• What the task asks
For this exercise, transcribe all of the records exactly as given.

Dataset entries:

----

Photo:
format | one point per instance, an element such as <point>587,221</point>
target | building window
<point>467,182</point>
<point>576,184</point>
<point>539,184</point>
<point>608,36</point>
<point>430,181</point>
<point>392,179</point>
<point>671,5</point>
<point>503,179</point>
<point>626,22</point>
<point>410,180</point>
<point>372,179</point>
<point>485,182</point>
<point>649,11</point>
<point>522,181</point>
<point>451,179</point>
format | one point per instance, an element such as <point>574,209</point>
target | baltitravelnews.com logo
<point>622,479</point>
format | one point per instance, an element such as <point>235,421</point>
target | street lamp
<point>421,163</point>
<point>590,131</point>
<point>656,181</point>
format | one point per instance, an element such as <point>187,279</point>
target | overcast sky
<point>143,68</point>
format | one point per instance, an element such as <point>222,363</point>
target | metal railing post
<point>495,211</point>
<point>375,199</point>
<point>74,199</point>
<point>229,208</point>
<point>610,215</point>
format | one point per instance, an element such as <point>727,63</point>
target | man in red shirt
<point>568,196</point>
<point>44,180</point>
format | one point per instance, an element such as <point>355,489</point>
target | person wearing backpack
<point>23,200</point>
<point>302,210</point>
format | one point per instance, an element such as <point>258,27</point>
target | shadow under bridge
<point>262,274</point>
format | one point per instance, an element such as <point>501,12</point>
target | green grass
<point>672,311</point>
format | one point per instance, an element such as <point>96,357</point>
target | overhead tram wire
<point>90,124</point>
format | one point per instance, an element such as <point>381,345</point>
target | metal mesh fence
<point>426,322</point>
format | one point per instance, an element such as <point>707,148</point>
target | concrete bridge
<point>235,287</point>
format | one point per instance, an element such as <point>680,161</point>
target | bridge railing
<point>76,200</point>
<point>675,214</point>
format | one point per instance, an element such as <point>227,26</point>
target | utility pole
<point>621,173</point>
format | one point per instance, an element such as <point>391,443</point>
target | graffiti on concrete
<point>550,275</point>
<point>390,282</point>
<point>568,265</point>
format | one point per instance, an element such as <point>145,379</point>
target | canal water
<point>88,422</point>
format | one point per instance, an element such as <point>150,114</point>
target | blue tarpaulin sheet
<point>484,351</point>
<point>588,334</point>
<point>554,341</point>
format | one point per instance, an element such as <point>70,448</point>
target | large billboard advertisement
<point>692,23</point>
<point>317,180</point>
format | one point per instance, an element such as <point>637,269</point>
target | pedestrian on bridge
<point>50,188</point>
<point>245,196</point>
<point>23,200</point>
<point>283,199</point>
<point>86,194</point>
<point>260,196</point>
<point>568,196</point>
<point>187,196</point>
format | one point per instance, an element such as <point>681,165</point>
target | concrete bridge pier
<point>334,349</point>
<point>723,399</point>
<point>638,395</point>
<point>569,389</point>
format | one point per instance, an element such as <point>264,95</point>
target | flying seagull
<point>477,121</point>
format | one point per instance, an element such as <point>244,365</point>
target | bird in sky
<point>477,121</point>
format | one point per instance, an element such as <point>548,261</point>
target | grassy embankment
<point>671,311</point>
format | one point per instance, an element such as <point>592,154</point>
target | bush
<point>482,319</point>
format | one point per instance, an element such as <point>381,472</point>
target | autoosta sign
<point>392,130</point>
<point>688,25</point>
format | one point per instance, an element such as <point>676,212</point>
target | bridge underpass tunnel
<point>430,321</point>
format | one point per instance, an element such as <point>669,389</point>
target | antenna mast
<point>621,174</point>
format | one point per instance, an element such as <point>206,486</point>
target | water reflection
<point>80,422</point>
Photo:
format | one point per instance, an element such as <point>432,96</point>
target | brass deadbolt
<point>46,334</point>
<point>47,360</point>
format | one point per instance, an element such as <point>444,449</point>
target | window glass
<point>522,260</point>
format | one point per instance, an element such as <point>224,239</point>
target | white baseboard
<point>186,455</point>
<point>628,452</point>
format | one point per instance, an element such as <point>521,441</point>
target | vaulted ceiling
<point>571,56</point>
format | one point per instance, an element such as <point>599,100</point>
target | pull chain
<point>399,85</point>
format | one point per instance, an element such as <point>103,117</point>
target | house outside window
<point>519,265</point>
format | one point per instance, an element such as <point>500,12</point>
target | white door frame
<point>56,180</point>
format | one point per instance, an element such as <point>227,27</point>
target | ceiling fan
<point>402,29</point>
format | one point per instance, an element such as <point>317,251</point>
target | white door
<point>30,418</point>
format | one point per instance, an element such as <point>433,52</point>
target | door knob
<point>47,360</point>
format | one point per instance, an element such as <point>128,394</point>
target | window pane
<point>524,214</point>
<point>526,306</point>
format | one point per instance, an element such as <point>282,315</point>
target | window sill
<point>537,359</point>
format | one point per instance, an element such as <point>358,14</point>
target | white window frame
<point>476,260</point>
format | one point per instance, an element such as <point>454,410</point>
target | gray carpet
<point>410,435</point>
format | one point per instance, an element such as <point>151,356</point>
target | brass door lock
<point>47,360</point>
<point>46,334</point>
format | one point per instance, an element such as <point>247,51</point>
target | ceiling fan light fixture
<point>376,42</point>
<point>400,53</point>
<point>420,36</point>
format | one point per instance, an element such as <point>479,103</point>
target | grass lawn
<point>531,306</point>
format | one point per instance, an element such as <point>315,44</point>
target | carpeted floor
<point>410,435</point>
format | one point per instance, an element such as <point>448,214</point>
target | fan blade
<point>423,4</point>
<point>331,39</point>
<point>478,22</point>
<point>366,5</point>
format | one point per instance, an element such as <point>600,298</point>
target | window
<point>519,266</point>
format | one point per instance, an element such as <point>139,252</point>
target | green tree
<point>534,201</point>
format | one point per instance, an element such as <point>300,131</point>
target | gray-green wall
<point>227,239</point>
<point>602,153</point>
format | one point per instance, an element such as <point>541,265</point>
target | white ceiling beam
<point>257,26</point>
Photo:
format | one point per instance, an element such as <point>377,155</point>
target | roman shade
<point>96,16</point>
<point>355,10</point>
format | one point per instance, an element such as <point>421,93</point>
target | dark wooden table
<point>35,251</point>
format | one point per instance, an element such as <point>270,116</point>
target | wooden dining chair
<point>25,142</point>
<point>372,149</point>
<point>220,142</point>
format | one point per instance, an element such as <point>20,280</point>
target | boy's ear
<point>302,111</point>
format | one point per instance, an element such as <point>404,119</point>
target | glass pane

----

• Written solution
Photo:
format | one point per instance, an element such as <point>587,221</point>
target | building window
<point>467,182</point>
<point>576,184</point>
<point>539,184</point>
<point>608,36</point>
<point>430,181</point>
<point>392,179</point>
<point>671,5</point>
<point>503,179</point>
<point>626,22</point>
<point>410,180</point>
<point>372,179</point>
<point>485,182</point>
<point>649,11</point>
<point>522,181</point>
<point>451,179</point>
format | one point per instance, an element such as <point>574,209</point>
target | baltitravelnews.com logo
<point>622,479</point>
format | one point per instance, an element such as <point>235,421</point>
target | street lamp
<point>421,163</point>
<point>590,131</point>
<point>656,181</point>
format | one point per instance, an element such as <point>187,279</point>
target | overcast sky
<point>143,68</point>
format | one point per instance, an element such as <point>222,363</point>
target | metal railing post
<point>495,211</point>
<point>375,199</point>
<point>74,199</point>
<point>229,208</point>
<point>610,215</point>
format | one point per instance, an element such as <point>727,63</point>
target | man in red shirt
<point>568,196</point>
<point>44,180</point>
format | one point per instance, an element such as <point>355,489</point>
target | person wearing backpack
<point>23,200</point>
<point>302,210</point>
format | one point per instance, an element such as <point>258,27</point>
target | shadow under bridge
<point>262,274</point>
format | one point per instance, an element such as <point>501,12</point>
target | green grass
<point>672,311</point>
format | one point per instance, an element such as <point>96,357</point>
target | overhead tram wire
<point>90,124</point>
format | one point per instance, an element such as <point>381,345</point>
target | metal mesh fence
<point>426,322</point>
format | one point per instance, an element such as <point>707,148</point>
target | concrete bridge
<point>235,287</point>
format | one point per instance, an element such as <point>680,161</point>
target | bridge railing
<point>76,200</point>
<point>675,214</point>
format | one point per instance, an element such as <point>227,26</point>
target | utility pole
<point>621,173</point>
format | one point per instance, an element such as <point>391,443</point>
target | graffiti on concrete
<point>550,275</point>
<point>390,282</point>
<point>568,265</point>
format | one point per instance, an element such as <point>145,379</point>
target | canal water
<point>88,422</point>
format | one point per instance, an element such as <point>150,114</point>
target | blue tarpaulin sheet
<point>484,351</point>
<point>588,334</point>
<point>554,341</point>
format | one point per instance, an element such as <point>70,448</point>
target | large billboard advertisement
<point>692,23</point>
<point>317,180</point>
format | one point per instance, an element such as <point>637,269</point>
target | pedestrian on bridge
<point>50,188</point>
<point>245,196</point>
<point>23,200</point>
<point>283,199</point>
<point>86,194</point>
<point>260,196</point>
<point>568,196</point>
<point>187,196</point>
format | one point per instance, an element such as <point>681,165</point>
target | concrete bridge pier
<point>334,349</point>
<point>723,399</point>
<point>638,395</point>
<point>569,389</point>
format | one point per instance, an element such as <point>264,95</point>
target | flying seagull
<point>477,121</point>
format | one point per instance, an element such as <point>244,365</point>
target | bird in sky
<point>477,121</point>
format | one point per instance, an element such as <point>548,261</point>
target | grassy embankment
<point>671,311</point>
format | one point per instance, an element such as <point>592,154</point>
target | bush
<point>482,319</point>
format | one point per instance, an element such as <point>381,472</point>
target | autoosta sign
<point>392,130</point>
<point>688,25</point>
format | one point per instance, an element such as <point>676,212</point>
target | bridge underpass tunnel
<point>430,321</point>
format | one point per instance, an element such as <point>669,389</point>
target | antenna mast
<point>621,174</point>
format | one point per instance, an element such as <point>206,486</point>
target | water reflection
<point>80,422</point>
Photo:
format | one point per instance, an element such as <point>432,96</point>
target | brass deadbolt
<point>46,334</point>
<point>47,360</point>
format | one point per instance, an element such as <point>444,449</point>
target | window glass
<point>522,260</point>
format | one point per instance, an element such as <point>224,239</point>
target | white baseboard
<point>186,455</point>
<point>628,452</point>
format | one point per instance, an element such as <point>521,441</point>
target | vaulted ceiling
<point>571,56</point>
format | one point per instance, an element such as <point>599,100</point>
target | pull chain
<point>399,85</point>
format | one point per instance, an element such as <point>103,117</point>
target | house outside window
<point>519,265</point>
format | one point per instance, an element such as <point>500,12</point>
target | white door frame
<point>56,180</point>
format | one point per instance, an element such as <point>227,27</point>
target | ceiling fan
<point>402,29</point>
format | one point per instance, an element such as <point>317,251</point>
target | white door
<point>30,418</point>
format | one point per instance, an element such as <point>433,52</point>
target | door knob
<point>47,360</point>
format | one point per instance, an element such as <point>128,394</point>
target | window pane
<point>524,214</point>
<point>526,306</point>
format | one point per instance, an element such as <point>282,315</point>
target | window sill
<point>537,359</point>
format | one point per instance, an element such as <point>358,14</point>
target | white window frame
<point>476,260</point>
format | one point per instance, an element such as <point>454,410</point>
target | gray carpet
<point>410,435</point>
format | one point per instance, an element such as <point>151,356</point>
target | brass door lock
<point>47,360</point>
<point>46,334</point>
format | one point per instance, an element such as <point>247,51</point>
target | ceiling fan light fixture
<point>376,42</point>
<point>400,53</point>
<point>420,36</point>
format | one point per instance, an element such as <point>479,103</point>
target | grass lawn
<point>531,306</point>
format | one point per instance, an element such as <point>315,44</point>
target | carpeted floor
<point>410,435</point>
format | one point per instance, an element such as <point>448,214</point>
target | fan blade
<point>423,4</point>
<point>331,39</point>
<point>478,22</point>
<point>366,5</point>
format | one point per instance, an element such as <point>600,298</point>
target | window
<point>519,266</point>
format | one point per instance, an element such as <point>139,252</point>
target | green tree
<point>534,201</point>
format | one point per instance, an element such as <point>300,131</point>
target | gray-green wall
<point>227,239</point>
<point>602,153</point>
format | one point per instance, an element such as <point>541,265</point>
target | white ceiling beam
<point>257,26</point>
Photo:
format | one point per instance, an element such as <point>377,155</point>
target | roman shade
<point>96,16</point>
<point>355,10</point>
format | one point per instance, an element such as <point>421,93</point>
target | dark wooden table
<point>35,251</point>
format | one point per instance, an element such as <point>270,116</point>
target | wooden dining chair
<point>25,142</point>
<point>372,149</point>
<point>220,142</point>
format | one point per instance, an element such as <point>20,280</point>
target | boy's ear
<point>302,111</point>
format | one point per instance, an element such as <point>404,119</point>
target | glass pane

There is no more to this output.